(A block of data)
'''
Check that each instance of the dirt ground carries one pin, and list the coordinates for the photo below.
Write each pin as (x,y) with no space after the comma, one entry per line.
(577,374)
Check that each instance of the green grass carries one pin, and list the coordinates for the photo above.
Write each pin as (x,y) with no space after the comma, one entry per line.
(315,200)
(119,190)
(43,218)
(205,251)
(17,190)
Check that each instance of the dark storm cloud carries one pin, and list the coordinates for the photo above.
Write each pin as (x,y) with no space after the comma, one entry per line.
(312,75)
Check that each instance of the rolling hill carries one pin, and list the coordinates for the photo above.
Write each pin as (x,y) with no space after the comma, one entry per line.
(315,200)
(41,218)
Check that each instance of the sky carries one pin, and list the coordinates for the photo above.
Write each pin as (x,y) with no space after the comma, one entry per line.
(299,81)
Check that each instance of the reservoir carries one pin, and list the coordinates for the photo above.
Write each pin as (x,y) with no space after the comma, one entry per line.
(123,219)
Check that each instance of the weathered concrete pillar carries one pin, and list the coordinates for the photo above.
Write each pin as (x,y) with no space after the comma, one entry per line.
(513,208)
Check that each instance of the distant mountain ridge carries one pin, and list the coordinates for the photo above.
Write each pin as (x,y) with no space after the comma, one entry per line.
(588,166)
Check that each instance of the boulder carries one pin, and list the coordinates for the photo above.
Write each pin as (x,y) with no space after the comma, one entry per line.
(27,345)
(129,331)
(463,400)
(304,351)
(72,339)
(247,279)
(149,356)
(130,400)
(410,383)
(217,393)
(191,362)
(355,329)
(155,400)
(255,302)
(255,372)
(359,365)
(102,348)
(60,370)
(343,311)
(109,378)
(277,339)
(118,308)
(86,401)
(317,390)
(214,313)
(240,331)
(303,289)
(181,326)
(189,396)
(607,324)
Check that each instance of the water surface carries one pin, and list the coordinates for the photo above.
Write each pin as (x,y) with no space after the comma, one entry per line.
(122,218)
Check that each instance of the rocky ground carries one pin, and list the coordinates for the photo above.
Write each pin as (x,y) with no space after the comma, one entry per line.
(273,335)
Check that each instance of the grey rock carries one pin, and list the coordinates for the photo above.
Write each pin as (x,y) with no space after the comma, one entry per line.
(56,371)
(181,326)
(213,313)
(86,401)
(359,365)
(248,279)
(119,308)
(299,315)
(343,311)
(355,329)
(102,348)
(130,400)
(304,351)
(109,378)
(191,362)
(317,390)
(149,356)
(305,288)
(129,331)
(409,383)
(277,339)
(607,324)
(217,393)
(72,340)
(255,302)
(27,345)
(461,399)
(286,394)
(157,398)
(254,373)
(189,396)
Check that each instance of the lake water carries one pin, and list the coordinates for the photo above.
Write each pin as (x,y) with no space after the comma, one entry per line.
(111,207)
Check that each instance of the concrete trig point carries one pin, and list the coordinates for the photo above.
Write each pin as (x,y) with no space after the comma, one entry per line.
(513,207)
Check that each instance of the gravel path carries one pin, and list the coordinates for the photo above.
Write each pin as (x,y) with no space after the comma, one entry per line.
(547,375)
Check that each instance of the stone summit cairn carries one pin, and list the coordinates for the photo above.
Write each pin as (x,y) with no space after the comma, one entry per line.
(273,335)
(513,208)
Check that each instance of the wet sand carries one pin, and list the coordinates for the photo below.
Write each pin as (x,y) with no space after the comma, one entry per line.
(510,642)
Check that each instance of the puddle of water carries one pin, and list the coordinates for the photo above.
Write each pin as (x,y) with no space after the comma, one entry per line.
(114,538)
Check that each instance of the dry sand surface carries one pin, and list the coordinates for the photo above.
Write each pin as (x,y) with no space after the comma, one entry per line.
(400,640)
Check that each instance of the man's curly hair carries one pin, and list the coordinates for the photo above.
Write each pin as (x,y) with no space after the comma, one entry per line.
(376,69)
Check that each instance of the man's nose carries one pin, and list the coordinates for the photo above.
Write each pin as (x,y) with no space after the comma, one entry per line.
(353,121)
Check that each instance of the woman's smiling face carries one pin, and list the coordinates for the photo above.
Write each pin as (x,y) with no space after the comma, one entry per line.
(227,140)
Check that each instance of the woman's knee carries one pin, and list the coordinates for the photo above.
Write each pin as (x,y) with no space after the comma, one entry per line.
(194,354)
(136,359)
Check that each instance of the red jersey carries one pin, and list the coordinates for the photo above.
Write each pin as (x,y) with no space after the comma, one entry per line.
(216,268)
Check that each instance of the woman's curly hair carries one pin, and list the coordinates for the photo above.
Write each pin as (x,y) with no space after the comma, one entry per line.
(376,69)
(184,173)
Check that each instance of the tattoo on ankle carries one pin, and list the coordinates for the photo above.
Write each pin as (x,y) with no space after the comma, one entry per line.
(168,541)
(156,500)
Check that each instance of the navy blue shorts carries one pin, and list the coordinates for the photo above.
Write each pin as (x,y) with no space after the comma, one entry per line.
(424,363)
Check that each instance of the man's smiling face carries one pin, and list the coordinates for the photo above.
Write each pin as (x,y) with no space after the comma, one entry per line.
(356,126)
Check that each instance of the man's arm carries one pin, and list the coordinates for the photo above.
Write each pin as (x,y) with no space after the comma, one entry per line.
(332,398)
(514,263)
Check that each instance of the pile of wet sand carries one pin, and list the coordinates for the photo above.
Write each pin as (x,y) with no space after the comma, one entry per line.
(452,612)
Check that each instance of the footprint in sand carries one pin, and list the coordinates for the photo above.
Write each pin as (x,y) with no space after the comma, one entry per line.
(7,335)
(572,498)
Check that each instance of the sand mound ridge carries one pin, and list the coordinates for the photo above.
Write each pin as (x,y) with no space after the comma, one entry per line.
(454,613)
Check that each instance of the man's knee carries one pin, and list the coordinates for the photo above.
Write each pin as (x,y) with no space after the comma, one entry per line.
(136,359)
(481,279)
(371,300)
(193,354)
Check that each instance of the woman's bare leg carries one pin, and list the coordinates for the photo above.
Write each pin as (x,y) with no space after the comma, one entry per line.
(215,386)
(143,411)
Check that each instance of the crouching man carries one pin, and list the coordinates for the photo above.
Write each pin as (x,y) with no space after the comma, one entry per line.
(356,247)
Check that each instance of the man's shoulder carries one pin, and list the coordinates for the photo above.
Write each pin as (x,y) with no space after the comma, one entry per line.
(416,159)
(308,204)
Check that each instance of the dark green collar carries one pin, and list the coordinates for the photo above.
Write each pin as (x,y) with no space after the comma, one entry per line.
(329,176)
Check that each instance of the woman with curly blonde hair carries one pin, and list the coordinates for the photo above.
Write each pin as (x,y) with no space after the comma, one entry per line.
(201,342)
'''
◆ PROBLEM TO WORK ON: Set down every line of the listing above again, exactly as given.

◆ OUTPUT OF THE TASK:
Check that each instance of the dirt ground carries one pin, and list the coordinates for the photo below.
Write each pin as (x,y) with no space after the comma, one entry per line.
(577,374)
Check that each instance of the green grass carries one pin, and list the coordinates for the photo above.
Write each pin as (x,y) with no space after the comma, one entry per line.
(315,200)
(119,190)
(43,218)
(205,251)
(17,190)
Check that each instance of the dark storm cloud carries one pin, and list the coordinates for the photo above.
Write each pin as (x,y) with no space after the comma, one entry per line.
(312,75)
Check that each instance of the rolling hill carries one pin, and list the coordinates for the photo above.
Write each pin as (x,y) with no space after the comma, one entry per line.
(315,200)
(41,218)
Check that each instance of the sky carries one pin, and list the coordinates for the photo above.
Write each pin as (x,y) with no space after the comma, one entry per line.
(299,81)
Check that each instance of the reservoir carries one pin, and list the coordinates for the photo above.
Write each pin as (x,y) with no space after the comma, one entry per line.
(123,219)
Check that each instance of the weathered concrete pillar carries one pin, and list the coordinates for the photo above.
Write each pin as (x,y) with no space after the comma, one entry per line.
(513,208)
Check that each instance of the distant mountain ridge carries one pin, and list the coordinates for the photo above.
Write each pin as (x,y) with no space after the comma, one entry per line.
(588,166)
Check that each instance of the boulder carries one pin, and list the coordinates for the photo above.
Write each pin as (x,y) with no space after the comma, one entry per line.
(27,345)
(129,331)
(463,400)
(304,351)
(72,339)
(247,279)
(149,356)
(130,400)
(410,383)
(217,393)
(191,362)
(355,329)
(155,400)
(255,302)
(255,372)
(359,365)
(102,348)
(60,370)
(343,311)
(109,378)
(277,339)
(118,308)
(86,401)
(317,390)
(214,313)
(240,331)
(303,289)
(181,326)
(189,396)
(607,324)
Check that each instance of the water surface carries one pin, and list the coordinates for the photo above.
Write each pin as (x,y) with no space after the comma, one entry per line.
(122,218)
Check that each instance of the rocky ground carries one pin, and list the coordinates for the photo above.
Write each pin as (x,y) with no space after the comma, one entry per line.
(273,335)
Check that each instance of the grey rock carries one pin, and list the coordinates for the photo above.
Write each pin as (x,y) with no space after the comma, one entry per line.
(56,371)
(181,326)
(213,313)
(86,401)
(359,365)
(248,279)
(119,308)
(299,315)
(343,311)
(355,329)
(102,348)
(130,400)
(304,351)
(109,378)
(191,362)
(317,390)
(149,356)
(305,288)
(129,331)
(409,383)
(277,339)
(607,324)
(217,393)
(72,340)
(255,302)
(27,345)
(461,399)
(286,394)
(157,398)
(254,373)
(189,396)
Check that each instance of the lake water carries one pin, and list the coordinates for the photo above.
Write each pin as (x,y) with no space after the comma, one entry per line.
(111,207)
Check that each instance of the concrete trig point carries one pin, and list the coordinates for the photo above.
Write each pin as (x,y) with no space after the comma, one entry per line.
(513,207)
Check that each instance of the gravel path carries one pin, and list the coordinates for the photo above.
Write each pin as (x,y) with no space after the comma, one entry per line.
(547,375)
Check that each instance of the stone summit cairn carries one pin, and list the coordinates for the photo above.
Write each pin as (x,y) with no space after the comma, one entry per line.
(273,335)
(513,208)
Check that each instance of the wet sand carries one pin, and list the coordinates for the photo below.
Write each pin as (x,y) with no space after the comma, one entry per line.
(510,642)
Check that each instance of the puddle of water carries one pin, and list the coordinates for the photo above.
Write each pin as (x,y) with no space after the comma, one entry per line.
(114,538)
Check that each instance of the dry sand surface carries one pin, and list the coordinates for the photo above.
Write each pin as (x,y) with no space after the comma, one entry per line.
(400,640)
Check that each instance of the man's curly hair carries one pin, and list the coordinates for the photo above.
Write each pin as (x,y) with no space after the comma, one entry per line.
(376,69)
Check that each instance of the man's nose carries one pin, and list the coordinates for the photo above.
Write each pin as (x,y) with no space after the comma, one entry per line.
(353,121)
Check that each instance of the woman's smiling face carries one pin, and list the coordinates for the photo above.
Write each pin as (x,y) with no space after the comma, one entry per line.
(227,140)
Check that each instance of the woman's knee carries one pin, and list the coordinates for the photo above.
Write each pin as (x,y) with no space after the comma, one entry per line.
(194,354)
(136,359)
Check that each instance of the red jersey carries one pin, and list the coordinates for the photo above.
Write each pin as (x,y) with no space after the comma, one entry per line.
(216,268)
Check that each instance of the woman's curly hair carries one pin, and list the coordinates for the photo above.
Write each pin as (x,y) with no space after the comma, one entry per line.
(376,69)
(184,173)
Check that each instance of the tattoo on ankle carries one pin, and list the coordinates for the photo above.
Write each pin as (x,y) with no space after the comma, one entry per line.
(168,541)
(156,500)
Check that each instance of the navy blue shorts carries one pin, and list the coordinates for the photo above.
Write each pin as (x,y) with no space after the comma, one entry per line.
(424,363)
Check that each instance of the man's smiling face carries one pin, and list the coordinates for the photo above.
Write each pin as (x,y) with no space after the comma, one entry per line.
(356,126)
Check that each instance of the man's arm carries one pin, and list the coordinates for the photo above.
Write each pin as (x,y) with no space after the comma, one entry per line.
(332,398)
(514,263)
Check that each instance of the pile of wet sand carries one pin, and list the coordinates for the photo above.
Write each pin as (x,y) with no space after the comma, one entry per line.
(452,612)
Check that each instance of the footprint in sand carries one pin, and list the coordinates for the photo above.
Write each pin as (x,y) with no space after the comma, one entry per line.
(7,335)
(572,498)
Check that each instance of the sand mound ridge carries one pin, and list the coordinates for the photo above.
Write each pin as (x,y) with no space after the comma, one entry per line.
(454,613)
Check that each instance of the man's knee carries one pin, and list the coordinates for the photo above.
Write each pin as (x,y) with no space after the comma, one entry per line.
(136,359)
(481,279)
(371,300)
(193,354)
Check that each instance of the woman's bare leg carries one pin, and list the coordinates for the photo above.
Write each pin as (x,y) with no space after the comma, one entry per line.
(215,386)
(143,411)
Check that each instance of the crouching man carries one pin, and list the coordinates for the photo above.
Write each pin as (x,y) with no space after the comma, one entry per line.
(356,247)
Check that each instance of the man's shoulder carries one pin, and list the coordinates for the photo above.
Write each pin as (x,y) with no space after the comma, one entry per line.
(416,159)
(308,204)
Check that each instance of the dark green collar carries one pin, and list the coordinates for the photo above.
Write each pin as (x,y) with no space after the comma, one entry per line.
(329,176)
Check that each instance of the woman with curly blonde hair carries one pin, and list the coordinates for the photo above.
Write each pin as (x,y) with no space after the comma, one entry per line.
(201,342)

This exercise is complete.